- **SELECTED EXCERPT**

---

Canine distemper is the name of a virus that can cause severe illness in dogs. The virus can also infect wildlife carnivore species, including foxes, mink, and racoons.
Signs of distemper can include respiratory, digestive, and neurological problems. Initially, infections tend to start with issues in the gastrointestinal tract, such as vomiting and diarrhea. As the disease progresses, dogs develop respiratory issues, including cough, nasal discharge, sneezing, and trouble breathing. These signs are then followed by severe neurological signs, involving weakness, disorientation, and seizures.
Distemper is highly contagious and most commonly impacts dogs that haven’t had their full vaccine series, which often means puppies, though adult dogs or senior dogs with a poor vaccination history can also be at risk. Prevention is primarily through vaccination, and treatment is supportive, though many dogs that get the illness will succumb to the disease, in spite of care.
In many countries, due to core vaccination campaigns, canine distemper has become very uncommon. However, it is still seen, and is always a cause for concern when encountered. Distemper is often fatal; however, patients that survive the disease can have lifelong neurological issues, in spite of recovering from the initial infection.
Read on to find out ways that distemper can be addressed!

---

- **TASK INSTRUCTIONS**
1. List every respiratory issue that the passage on canine distemper says dogs develop as the disease progresses.
2. Write the next part of the passage on canine distemper, continuing on from its final sentence.
The listing below comes from a separate source and is unrelated to the passage on canine distemper.

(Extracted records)
---

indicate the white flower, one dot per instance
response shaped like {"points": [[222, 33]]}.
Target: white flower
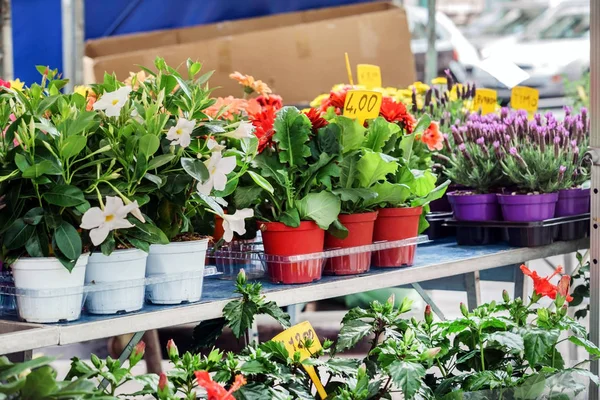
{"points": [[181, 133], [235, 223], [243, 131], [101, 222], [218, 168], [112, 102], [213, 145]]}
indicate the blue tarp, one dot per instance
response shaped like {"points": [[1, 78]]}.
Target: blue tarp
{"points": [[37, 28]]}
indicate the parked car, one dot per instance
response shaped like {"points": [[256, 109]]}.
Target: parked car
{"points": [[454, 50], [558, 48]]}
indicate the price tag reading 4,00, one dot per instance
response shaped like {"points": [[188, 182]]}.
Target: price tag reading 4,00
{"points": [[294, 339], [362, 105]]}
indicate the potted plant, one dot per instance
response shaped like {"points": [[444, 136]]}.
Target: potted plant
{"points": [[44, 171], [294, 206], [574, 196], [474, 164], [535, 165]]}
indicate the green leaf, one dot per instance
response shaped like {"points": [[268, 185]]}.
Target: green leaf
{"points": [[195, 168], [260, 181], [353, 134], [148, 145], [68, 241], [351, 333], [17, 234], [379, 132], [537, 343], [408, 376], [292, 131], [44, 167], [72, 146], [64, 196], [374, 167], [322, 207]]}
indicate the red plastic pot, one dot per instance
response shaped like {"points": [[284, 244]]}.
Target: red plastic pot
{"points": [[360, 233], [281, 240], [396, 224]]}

---

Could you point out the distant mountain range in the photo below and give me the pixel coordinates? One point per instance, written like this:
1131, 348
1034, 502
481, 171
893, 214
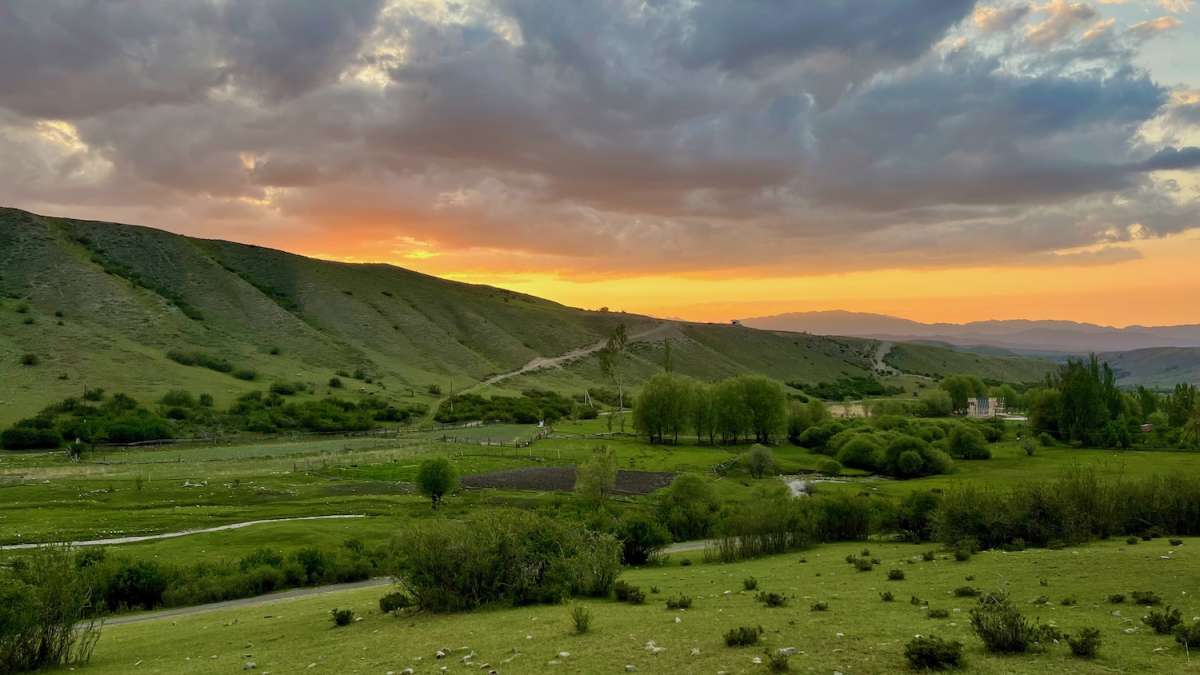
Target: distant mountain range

---

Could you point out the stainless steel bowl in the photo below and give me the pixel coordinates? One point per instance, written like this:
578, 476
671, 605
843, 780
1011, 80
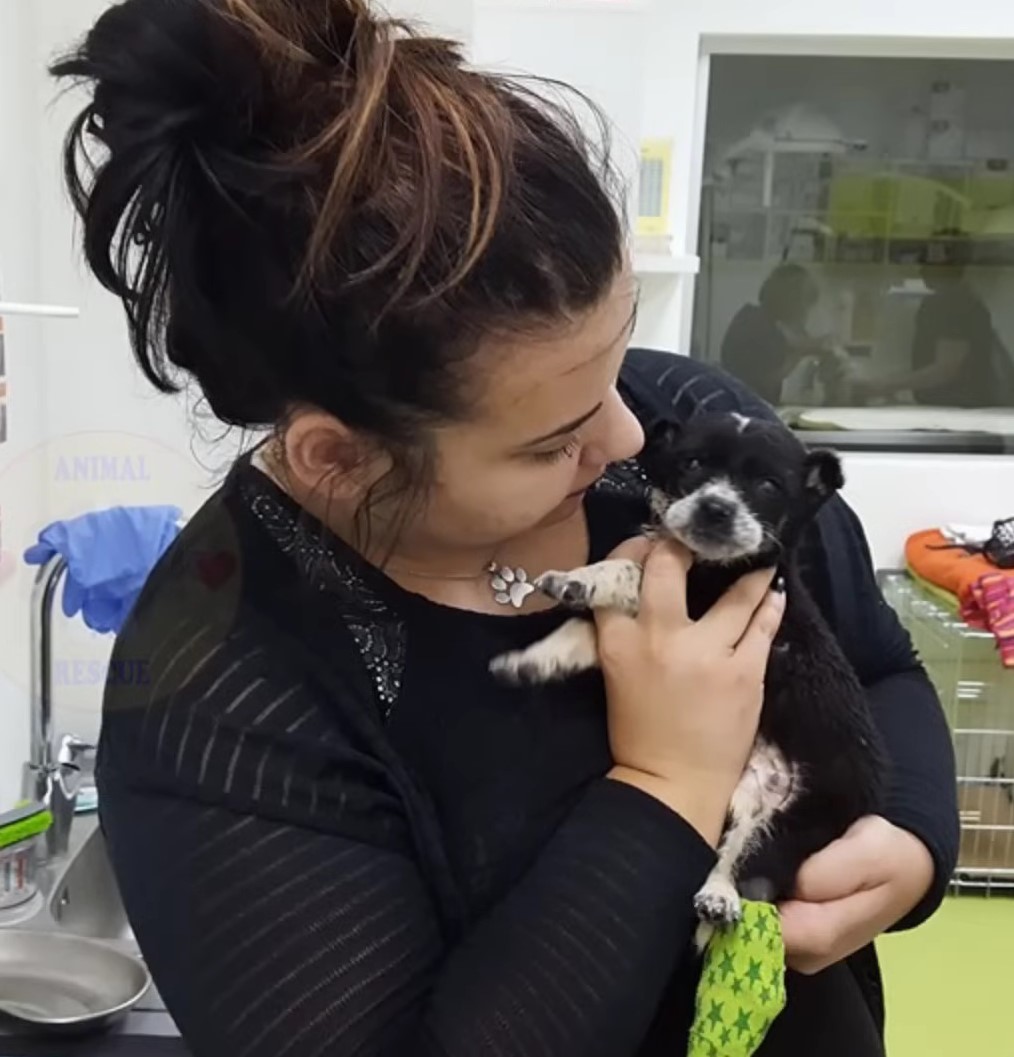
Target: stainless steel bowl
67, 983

---

- **ANSWERS PER TASK**
1. cough, nasal discharge, sneezing, trouble breathing

2.
Signs of Canine Distemper
Coughing, fever, lethargy, diarrhea, vomiting, inappetence, or anorexia are all possible initial signs of the illness, but are not limited to distemper. If you see any of these signs and have concerns, contact your vet immediately!
As mentioned earlier, in the later stages of the infection, neurological signs can be seen, including weakness, tremors, twitching, and seizures. Unfortunately, distemper is often fatal.
Similar Illnesses to Canine Distemper
Digestive issues, such as gastroenteritis or foreign bodies, may look similar to the initial stages of canine distemper. Again, if you have concerns about your dog, don’t hesitate to contact your vet as soon as you notice any issues. It is always better to be safe, rather than sorry!
Since distemper vaccination is a core part of a dogs’ vaccine series, dogs generally should be vaccinated for this illness. Therefore, those most at risk are dogs that have not been vaccinated.
Unvaccinated adult dogs or puppies that are not fully vaccinated should avoid other places where unvaccinated dogs might be (e.g., playgrounds, dog parks, etc.) to avoid contracting the virus.
Treatment is generally supportive, which means that there isn’t a specific treatment. Rather, specific clinical signs are treated in your pet. For example, if your dog is dehydrated, your vet might administer fluids via an intravenous (IV) catheter.
Generally speaking, all dogs will require hospitalization if they are infected with distemper virus, as it requires high levels of nursing care, intense observation, multiple supportive medications, as well as frequent lab checks to monitor and correct imbalances that the virus can cause.
And remember—don’t ever give your dog or cat human medications, as they can actually be poisonous to pets!
The words “canine distemper” are words that no dog owner ever wants to run across! The best chance you can give your dog against it is by following your vet’s vaccination plan and not missing any dose. In the unfortunate event that your pup doesn’t seem right, speak to your vet immediately so that intervention can be started as soon as possible.